DMA'S Glowing New Album!
The Creative Issue had a sneak peak at DMA’S third studio album The Glow ahead of its release on 10 July through I OH YOU. The eleven track offering was part recorded in their native New South Wales with Scott Horscroft, and part recorded by Stuart Price in London, eventually wrapping up in Hollywood at the end of last Summer.
Despite delving into new aspects of songwriting and production DMA’S recorded The Glow together in one room, just like they did in the early days tracking their EP’s in their Newtown apartment. Although, this time, they were working with a Grammy-winning producer in a studio once frequented by Quincy Jones, meaning they needn’t throw a mattress up at the window to make some space and block out the traffic noise.
So with the album’s release only days away what can fans expect? Truthfully any band’s third album is a bit of a weird thing. A kind of crossroad. People will have established in their mind a band’s “sound” over the course of a debut and sophomore album. A second album will either seem to reaffirm the sonic fingerprint of the first, or seem to head in a new direction. Both options can be divisive because no band’s fan base will unanimously approve, or disapprove, of either choice. Which means that by the time album three comes around a band is making a statement whether they want to or not.
Three albums in a row with, more or less, the same “sound” is a bit like only owning one pair of shoes. There’s nothing wrong with it as long as they don’t get old. The thing is, not every band can pull off changing up their sound. Usually, the longer you wear those ol’ faves the weirder it feels trying a new pair, and opting for shoes that look good, but don’t quite fit, usually ends in pain. So what’s the answer? Well, DMA’S might have just cracked that one.

#### [Material shown]
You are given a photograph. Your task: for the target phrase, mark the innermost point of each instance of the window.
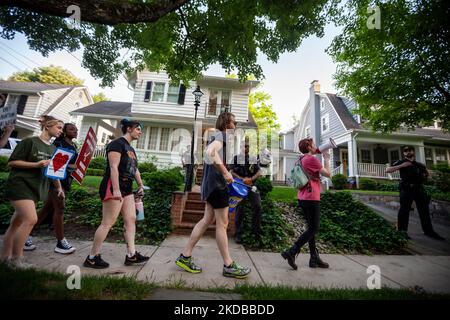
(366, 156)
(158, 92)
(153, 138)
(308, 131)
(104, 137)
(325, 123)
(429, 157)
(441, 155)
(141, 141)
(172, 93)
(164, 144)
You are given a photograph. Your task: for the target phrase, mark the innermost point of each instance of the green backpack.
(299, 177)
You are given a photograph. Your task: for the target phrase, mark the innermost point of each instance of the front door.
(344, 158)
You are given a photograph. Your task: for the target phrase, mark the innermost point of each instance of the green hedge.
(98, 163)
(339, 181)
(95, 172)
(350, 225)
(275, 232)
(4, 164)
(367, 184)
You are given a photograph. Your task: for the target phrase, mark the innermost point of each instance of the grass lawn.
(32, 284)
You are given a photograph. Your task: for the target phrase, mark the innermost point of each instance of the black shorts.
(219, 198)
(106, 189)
==
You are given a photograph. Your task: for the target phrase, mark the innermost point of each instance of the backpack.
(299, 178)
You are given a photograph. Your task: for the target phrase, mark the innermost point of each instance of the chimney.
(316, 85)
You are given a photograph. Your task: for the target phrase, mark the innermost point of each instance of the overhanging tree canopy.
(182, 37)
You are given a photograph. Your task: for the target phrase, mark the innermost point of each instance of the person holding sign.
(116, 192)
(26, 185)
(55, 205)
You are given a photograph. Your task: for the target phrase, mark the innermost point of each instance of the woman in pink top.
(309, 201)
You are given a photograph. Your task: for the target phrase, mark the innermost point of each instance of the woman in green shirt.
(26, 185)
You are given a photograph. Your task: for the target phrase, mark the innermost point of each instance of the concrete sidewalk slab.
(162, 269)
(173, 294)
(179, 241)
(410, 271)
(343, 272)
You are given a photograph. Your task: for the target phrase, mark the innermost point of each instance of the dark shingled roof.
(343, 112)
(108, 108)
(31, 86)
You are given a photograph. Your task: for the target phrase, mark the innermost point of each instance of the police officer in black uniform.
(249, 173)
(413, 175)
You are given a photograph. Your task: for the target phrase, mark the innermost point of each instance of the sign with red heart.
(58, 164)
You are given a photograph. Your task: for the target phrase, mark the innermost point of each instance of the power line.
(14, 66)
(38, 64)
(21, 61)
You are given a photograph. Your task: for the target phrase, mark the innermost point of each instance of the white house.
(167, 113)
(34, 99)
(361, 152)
==
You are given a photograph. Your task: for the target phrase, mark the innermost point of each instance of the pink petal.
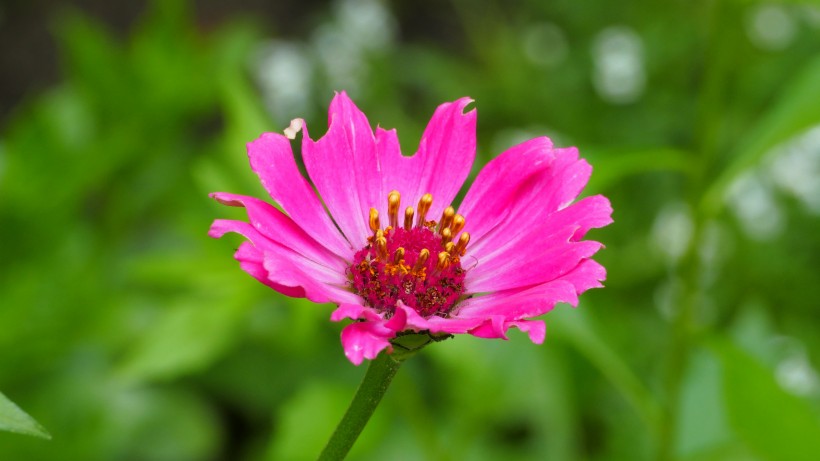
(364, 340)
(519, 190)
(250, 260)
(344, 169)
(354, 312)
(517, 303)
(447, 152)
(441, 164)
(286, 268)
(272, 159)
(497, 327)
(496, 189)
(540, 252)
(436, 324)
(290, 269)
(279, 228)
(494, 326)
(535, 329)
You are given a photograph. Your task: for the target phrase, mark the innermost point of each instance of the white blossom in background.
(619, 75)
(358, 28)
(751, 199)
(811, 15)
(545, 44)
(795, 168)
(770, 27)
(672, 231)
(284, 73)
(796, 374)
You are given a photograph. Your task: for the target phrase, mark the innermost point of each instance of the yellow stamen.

#### [The task]
Reproduce word for word the passage of the DMA'S album preview that begins with "So with the" and ends with "want to or not.".

#### [Exercise answer]
So with the album’s release only days away what can fans expect? Truthfully any band’s third album is a bit of a weird thing. A kind of crossroad. People will have established in their mind a band’s “sound” over the course of a debut and sophomore album. A second album will either seem to reaffirm the sonic fingerprint of the first, or seem to head in a new direction. Both options can be divisive because no band’s fan base will unanimously approve, or disapprove, of either choice. Which means that by the time album three comes around a band is making a statement whether they want to or not.